**** Entries ****

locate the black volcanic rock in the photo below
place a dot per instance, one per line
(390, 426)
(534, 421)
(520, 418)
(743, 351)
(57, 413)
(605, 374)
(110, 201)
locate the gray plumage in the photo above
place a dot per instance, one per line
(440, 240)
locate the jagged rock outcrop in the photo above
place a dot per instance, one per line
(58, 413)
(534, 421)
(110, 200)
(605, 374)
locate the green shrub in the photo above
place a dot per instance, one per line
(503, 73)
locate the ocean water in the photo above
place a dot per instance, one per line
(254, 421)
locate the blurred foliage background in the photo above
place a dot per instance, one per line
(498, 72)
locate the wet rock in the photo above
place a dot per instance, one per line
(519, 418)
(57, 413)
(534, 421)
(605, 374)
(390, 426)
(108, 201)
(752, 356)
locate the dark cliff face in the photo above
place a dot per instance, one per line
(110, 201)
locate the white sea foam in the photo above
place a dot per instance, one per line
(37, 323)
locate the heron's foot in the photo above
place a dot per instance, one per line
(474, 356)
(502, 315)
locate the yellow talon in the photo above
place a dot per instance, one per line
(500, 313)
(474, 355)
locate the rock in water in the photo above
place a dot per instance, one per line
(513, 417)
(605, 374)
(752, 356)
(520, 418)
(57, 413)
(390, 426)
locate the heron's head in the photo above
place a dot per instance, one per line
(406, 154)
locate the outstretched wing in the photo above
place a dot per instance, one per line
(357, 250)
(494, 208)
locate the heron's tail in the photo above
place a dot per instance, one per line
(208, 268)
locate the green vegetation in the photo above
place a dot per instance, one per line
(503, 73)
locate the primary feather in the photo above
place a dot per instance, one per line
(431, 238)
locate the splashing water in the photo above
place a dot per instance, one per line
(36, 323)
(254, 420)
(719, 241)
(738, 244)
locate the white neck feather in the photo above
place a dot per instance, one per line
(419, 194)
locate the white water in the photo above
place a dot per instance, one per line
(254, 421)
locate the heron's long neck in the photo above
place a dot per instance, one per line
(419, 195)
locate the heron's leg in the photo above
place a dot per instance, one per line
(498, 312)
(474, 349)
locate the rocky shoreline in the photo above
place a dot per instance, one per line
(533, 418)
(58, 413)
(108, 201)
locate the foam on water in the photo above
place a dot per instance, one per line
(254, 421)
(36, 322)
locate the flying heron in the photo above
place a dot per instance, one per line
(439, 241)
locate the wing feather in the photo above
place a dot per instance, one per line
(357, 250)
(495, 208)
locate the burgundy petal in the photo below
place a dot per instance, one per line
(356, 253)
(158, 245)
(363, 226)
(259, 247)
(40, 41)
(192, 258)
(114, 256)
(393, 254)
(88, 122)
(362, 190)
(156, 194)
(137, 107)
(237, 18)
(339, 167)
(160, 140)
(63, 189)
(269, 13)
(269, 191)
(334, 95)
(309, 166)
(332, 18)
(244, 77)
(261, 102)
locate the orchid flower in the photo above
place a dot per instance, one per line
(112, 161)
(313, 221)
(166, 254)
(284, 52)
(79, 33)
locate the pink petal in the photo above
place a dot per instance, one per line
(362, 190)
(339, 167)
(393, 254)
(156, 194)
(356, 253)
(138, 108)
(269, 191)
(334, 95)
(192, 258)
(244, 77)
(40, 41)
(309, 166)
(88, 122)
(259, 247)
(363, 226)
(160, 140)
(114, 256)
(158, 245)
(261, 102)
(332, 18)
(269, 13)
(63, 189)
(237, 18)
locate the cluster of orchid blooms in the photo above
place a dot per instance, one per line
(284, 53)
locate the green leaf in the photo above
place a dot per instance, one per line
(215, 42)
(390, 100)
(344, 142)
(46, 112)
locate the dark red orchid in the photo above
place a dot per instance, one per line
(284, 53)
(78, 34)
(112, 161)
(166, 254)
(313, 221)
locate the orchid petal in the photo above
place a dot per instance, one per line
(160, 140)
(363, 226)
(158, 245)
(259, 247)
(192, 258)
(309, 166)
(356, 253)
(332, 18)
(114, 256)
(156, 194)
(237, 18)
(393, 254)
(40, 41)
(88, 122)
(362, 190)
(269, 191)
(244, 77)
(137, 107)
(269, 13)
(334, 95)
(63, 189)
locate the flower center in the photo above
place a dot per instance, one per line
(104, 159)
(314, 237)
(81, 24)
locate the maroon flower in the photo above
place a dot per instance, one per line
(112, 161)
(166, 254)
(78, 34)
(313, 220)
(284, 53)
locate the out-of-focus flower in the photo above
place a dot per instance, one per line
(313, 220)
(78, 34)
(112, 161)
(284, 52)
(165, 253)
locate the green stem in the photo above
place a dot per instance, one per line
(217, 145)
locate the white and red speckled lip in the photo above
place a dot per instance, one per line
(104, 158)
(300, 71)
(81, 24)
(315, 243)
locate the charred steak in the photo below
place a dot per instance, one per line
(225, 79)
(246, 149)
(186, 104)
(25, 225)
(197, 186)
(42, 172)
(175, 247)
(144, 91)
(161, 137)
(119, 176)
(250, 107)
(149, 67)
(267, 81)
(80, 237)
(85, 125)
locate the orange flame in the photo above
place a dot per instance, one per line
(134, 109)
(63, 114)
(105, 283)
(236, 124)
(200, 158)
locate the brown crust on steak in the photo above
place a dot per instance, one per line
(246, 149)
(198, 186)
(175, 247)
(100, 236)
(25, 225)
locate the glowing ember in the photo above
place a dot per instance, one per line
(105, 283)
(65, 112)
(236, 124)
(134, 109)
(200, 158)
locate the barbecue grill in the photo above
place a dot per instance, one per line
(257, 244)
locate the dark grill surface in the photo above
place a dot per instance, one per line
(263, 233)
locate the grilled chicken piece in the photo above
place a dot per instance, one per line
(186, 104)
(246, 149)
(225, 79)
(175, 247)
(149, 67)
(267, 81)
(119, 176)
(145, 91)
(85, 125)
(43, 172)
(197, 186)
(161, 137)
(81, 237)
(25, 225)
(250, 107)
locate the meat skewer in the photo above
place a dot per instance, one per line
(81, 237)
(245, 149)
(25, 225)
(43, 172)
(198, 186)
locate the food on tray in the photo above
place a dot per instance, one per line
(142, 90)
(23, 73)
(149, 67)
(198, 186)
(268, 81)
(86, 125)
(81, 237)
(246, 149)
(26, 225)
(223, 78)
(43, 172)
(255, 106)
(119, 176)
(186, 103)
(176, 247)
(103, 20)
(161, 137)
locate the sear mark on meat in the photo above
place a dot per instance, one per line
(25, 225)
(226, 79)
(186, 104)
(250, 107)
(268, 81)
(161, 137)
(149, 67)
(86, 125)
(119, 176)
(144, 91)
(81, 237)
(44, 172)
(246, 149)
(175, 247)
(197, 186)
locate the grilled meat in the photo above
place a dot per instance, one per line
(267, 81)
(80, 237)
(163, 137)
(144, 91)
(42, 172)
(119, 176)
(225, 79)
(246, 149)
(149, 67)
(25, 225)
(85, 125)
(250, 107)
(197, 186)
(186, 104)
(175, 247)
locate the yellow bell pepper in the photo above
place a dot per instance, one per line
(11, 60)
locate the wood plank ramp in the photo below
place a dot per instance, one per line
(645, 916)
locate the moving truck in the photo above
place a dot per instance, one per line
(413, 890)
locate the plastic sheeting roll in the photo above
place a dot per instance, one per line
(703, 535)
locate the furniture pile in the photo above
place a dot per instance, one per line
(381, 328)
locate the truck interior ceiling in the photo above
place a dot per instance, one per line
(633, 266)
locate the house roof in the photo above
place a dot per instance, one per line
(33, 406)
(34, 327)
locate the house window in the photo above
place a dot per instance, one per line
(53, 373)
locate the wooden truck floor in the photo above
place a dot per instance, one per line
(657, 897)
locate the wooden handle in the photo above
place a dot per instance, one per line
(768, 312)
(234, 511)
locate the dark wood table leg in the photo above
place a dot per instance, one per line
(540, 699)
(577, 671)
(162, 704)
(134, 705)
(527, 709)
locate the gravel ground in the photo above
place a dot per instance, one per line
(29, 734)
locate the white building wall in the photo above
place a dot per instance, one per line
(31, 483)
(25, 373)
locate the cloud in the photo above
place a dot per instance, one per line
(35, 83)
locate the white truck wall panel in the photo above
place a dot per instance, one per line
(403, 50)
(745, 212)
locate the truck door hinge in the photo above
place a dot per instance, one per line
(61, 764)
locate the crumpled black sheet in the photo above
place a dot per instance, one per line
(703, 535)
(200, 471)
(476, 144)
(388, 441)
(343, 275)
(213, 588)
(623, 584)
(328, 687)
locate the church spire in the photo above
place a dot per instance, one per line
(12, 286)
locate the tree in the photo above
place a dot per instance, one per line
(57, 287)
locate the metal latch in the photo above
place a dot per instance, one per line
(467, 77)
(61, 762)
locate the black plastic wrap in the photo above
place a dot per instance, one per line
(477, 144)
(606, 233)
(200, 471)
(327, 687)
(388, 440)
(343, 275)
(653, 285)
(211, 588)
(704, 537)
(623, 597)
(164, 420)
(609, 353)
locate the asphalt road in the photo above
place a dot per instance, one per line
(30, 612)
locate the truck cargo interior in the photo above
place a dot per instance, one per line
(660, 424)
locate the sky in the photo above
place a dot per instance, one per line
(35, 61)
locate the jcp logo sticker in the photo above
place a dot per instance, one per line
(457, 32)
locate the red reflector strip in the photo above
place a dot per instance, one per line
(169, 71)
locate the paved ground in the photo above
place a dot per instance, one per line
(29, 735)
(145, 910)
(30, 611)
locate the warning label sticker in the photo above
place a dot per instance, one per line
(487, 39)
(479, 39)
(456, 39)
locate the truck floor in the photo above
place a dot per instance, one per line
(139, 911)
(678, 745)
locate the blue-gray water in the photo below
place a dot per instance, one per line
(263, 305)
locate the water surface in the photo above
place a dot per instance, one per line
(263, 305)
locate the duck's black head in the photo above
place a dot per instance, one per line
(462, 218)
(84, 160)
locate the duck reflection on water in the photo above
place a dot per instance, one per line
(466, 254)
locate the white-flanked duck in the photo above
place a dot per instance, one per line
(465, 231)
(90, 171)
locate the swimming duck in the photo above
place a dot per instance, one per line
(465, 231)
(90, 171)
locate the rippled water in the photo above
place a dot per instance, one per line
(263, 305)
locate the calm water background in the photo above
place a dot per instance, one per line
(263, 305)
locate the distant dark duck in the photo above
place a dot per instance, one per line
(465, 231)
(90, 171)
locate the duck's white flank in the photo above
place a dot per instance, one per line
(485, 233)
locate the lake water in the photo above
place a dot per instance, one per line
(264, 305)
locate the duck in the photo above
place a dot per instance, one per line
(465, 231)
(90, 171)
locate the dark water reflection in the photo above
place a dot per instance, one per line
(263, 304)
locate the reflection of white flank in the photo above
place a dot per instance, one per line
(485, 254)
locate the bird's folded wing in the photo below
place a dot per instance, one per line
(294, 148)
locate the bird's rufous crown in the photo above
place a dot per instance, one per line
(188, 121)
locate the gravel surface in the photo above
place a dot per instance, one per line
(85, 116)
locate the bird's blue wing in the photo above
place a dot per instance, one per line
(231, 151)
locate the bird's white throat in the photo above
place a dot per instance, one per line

****

* **Task to complete**
Copy out every line unchanged, starting with the line holding "locate the reflection" and running through the last line of the records, inclusive.

* **Result of this task**
locate the reflection of white flank in the photo above
place a dot per instance, one per line
(485, 254)
locate the bird's folded wing in the photo below
place a dot per instance, one per line
(294, 148)
locate the bird's rufous crown in the photo above
place a dot per instance, one per line
(188, 121)
locate the gravel surface in the photo above
place a dot per instance, one per line
(85, 116)
locate the bird's blue wing in the photo above
place a dot per instance, one per line
(231, 151)
locate the bird's white throat in the photo above
place a dot per instance, one per line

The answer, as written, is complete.